■ Problem statement ■
Nothing but the lines below between the line holding "Query: boy's neck" and the line holding "Query: brown leaf", inclusive, should appear in the answer, each set down exactly.

(Beginning of Data)

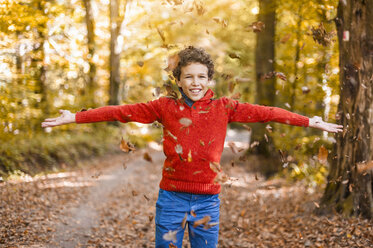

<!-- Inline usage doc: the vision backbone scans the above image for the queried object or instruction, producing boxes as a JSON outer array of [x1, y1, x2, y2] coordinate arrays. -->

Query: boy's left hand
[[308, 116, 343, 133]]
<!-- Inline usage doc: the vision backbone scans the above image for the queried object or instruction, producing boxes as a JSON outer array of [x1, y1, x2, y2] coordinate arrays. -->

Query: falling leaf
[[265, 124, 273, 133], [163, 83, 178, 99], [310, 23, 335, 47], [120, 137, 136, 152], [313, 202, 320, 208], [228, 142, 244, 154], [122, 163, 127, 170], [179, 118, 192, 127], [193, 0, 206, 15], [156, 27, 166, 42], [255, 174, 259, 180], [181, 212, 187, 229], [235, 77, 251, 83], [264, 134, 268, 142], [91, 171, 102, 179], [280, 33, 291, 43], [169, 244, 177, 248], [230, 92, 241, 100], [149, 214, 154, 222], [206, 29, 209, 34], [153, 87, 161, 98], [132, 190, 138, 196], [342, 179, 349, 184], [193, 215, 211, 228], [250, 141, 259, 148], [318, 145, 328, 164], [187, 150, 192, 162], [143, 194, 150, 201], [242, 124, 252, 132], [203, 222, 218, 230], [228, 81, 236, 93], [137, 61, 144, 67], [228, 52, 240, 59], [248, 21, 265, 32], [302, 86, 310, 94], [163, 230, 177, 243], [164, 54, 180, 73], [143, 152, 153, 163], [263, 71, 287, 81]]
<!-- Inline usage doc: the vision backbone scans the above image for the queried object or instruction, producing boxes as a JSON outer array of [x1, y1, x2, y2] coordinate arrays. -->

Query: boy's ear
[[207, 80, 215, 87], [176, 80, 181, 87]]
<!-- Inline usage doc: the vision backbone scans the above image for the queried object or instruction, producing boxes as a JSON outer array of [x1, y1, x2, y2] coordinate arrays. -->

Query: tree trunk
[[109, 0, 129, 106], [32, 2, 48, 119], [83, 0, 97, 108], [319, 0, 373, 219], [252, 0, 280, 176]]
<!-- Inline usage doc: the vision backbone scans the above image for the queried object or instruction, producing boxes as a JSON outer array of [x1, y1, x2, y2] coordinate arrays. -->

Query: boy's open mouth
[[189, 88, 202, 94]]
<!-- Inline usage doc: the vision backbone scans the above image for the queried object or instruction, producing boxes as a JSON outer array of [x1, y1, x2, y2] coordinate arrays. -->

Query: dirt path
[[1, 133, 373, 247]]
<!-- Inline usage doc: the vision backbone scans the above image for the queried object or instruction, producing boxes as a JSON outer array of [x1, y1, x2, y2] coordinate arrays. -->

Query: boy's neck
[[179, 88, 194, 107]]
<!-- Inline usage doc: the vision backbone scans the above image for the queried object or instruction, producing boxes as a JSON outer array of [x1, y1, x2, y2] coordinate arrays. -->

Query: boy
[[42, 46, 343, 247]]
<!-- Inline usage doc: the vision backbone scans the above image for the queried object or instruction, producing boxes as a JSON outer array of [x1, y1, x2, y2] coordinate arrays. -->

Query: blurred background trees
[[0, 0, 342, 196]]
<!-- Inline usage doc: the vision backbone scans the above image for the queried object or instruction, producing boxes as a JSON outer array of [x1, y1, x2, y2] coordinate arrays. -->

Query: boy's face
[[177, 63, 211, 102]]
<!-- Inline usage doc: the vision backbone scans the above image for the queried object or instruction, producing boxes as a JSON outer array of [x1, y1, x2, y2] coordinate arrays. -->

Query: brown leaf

(End of Data)
(Beginning of Data)

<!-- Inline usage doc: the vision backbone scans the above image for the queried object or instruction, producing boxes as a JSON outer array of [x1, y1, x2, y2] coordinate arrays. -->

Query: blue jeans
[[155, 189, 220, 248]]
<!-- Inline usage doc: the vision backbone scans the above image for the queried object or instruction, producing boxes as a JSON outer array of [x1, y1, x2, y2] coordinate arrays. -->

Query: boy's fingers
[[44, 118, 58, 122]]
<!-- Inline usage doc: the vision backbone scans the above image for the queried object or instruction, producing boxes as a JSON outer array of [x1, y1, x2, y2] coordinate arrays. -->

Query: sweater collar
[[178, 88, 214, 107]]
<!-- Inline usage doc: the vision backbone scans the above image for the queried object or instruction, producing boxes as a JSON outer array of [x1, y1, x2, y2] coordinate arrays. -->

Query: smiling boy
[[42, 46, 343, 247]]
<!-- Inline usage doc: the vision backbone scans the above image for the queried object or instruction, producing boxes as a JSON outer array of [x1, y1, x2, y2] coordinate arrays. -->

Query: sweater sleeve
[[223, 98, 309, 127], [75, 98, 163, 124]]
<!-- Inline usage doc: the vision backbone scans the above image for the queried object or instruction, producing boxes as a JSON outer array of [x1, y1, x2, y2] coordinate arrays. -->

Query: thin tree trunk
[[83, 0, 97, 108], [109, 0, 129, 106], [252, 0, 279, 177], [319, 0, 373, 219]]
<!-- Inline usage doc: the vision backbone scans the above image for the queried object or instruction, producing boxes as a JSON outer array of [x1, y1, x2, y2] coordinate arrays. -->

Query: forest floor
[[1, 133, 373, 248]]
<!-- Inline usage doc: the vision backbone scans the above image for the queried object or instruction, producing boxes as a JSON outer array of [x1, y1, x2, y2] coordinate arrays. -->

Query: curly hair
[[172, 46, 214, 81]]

(End of Data)

■ Answer to the exercise ■
Query: boy's neck
[[179, 88, 194, 107]]
<!-- Inline usage doc: the vision backbone scans the above image for the queried object or instruction, producing boxes as a JSON outer array of [x1, y1, x2, y2] coordinate arrays. -->

Query: boy
[[42, 46, 343, 247]]
<!-- Inline usage doc: the vision backbone scans the above image for the queried object or instruction, producing boxes as a JSON outer array of [x1, y1, x2, y2] coordinate arrays. -->

Query: blurred background trees
[[0, 0, 342, 196]]
<!-- Inline usage doc: the vision backbone scans the above image for the queried object or instruction, producing boxes as a JSON outer array of [x1, y1, x2, y2] coordinate arrays. -->

Query: boy's face
[[177, 63, 211, 102]]
<!-- Inline usage doc: the vision backbone scans the above image for the queried object or instruction, producing boxes as a JSON outer array of [x1, y1, x2, y2] coordinate arrays. -->

Query: brown leaf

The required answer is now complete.